• **Raw data**
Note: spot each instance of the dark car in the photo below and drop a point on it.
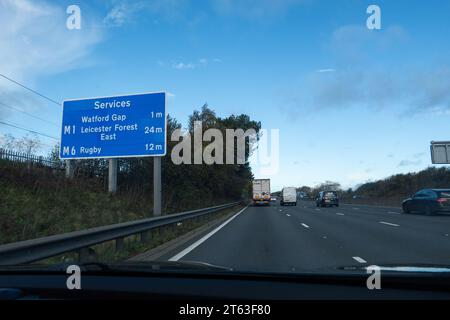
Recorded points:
(428, 201)
(327, 198)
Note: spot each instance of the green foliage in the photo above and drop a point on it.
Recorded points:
(406, 184)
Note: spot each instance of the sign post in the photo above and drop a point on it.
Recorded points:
(157, 190)
(117, 127)
(112, 176)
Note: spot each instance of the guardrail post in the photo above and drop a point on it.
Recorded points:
(83, 255)
(119, 244)
(145, 237)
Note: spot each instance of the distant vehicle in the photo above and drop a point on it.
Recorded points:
(261, 192)
(288, 196)
(428, 201)
(327, 198)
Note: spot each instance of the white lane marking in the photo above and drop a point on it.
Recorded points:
(360, 260)
(203, 239)
(389, 224)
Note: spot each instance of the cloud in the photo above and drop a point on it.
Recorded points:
(355, 43)
(325, 70)
(122, 12)
(34, 42)
(407, 163)
(410, 90)
(183, 66)
(203, 62)
(254, 8)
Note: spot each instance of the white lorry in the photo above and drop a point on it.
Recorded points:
(288, 196)
(261, 192)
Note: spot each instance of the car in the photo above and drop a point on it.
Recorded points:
(327, 198)
(428, 201)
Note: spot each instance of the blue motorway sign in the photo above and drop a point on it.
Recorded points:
(114, 127)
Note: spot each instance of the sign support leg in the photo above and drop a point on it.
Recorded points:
(112, 176)
(70, 169)
(157, 186)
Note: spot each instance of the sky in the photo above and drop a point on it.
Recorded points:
(351, 104)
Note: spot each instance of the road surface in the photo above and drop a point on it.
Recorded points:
(306, 238)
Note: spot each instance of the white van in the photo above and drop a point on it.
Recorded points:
(288, 196)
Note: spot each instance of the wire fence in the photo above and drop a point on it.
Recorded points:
(30, 159)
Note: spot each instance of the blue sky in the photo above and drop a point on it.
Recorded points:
(351, 104)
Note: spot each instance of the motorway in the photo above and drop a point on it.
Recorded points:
(305, 238)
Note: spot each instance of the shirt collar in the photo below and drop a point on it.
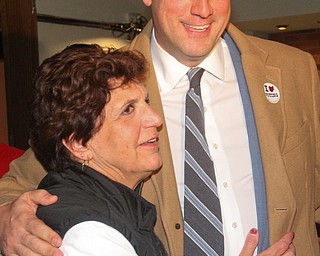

• **Exercise**
Transcribe every record exactly and omit each image.

• **Answer to the problem**
Note: spot each instance of the dark car in the photo below and drop a point on it.
Recorded points:
(428, 201)
(327, 198)
Note: spot each instance of the green foliage in the photo above and drop a point on it.
Recorded points:
(406, 184)
Note: spot each instance of the sign post in the photo above and drop a point on it.
Recorded points:
(157, 190)
(117, 127)
(112, 176)
Note: spot each instance of the guardrail post in the photo above and drop a point on it.
Recorded points:
(83, 255)
(119, 244)
(145, 237)
Note: spot each instance of the distant vehicle in the photo above and drop a point on it.
Recorded points:
(261, 192)
(288, 196)
(428, 201)
(327, 198)
Note: spot each instance of the white lane marking in the photo above and drop a point on it.
Recorded points:
(360, 260)
(203, 239)
(389, 224)
Note: spot each instance of the cloud in the photo above and drop a point on it.
Recorded points:
(355, 43)
(325, 70)
(122, 12)
(34, 42)
(407, 163)
(410, 90)
(183, 66)
(203, 62)
(254, 8)
Note: spot each instance of the white lorry in the photo above and drop a point on it.
Recorded points:
(288, 196)
(261, 192)
Note: spot each instance of the car in the photo above and drop a point on it.
Recorded points:
(327, 198)
(428, 201)
Note: spot each instance of the blue motorway sign in the photo above and drop a point on it.
Recorded points:
(114, 127)
Note: spot each instance of the sign support leg in the photo above and drop a point on it.
Recorded points:
(112, 176)
(70, 169)
(157, 186)
Note: spot each instance of the sky in the photo above and drop a point on it.
Recorded points:
(351, 104)
Note: spot each instance of the road surface in the photo above and drop a point on it.
Recorded points:
(306, 238)
Note: spot each instance of the white van in the photo above and drop a point on it.
Recorded points:
(288, 196)
Note: spot each instance of the wire fence in the photo above and drop a point on it.
Recorded points:
(30, 159)
Note: spot each instance of the blue sky in the photo above and drop a point on it.
Recorded points:
(351, 104)
Note: spot each instance of the motorway in the photo above and drop a point on it.
Recorded points:
(305, 238)
Note: spot each instance of the shirt collar in the photo below and drop a point on it.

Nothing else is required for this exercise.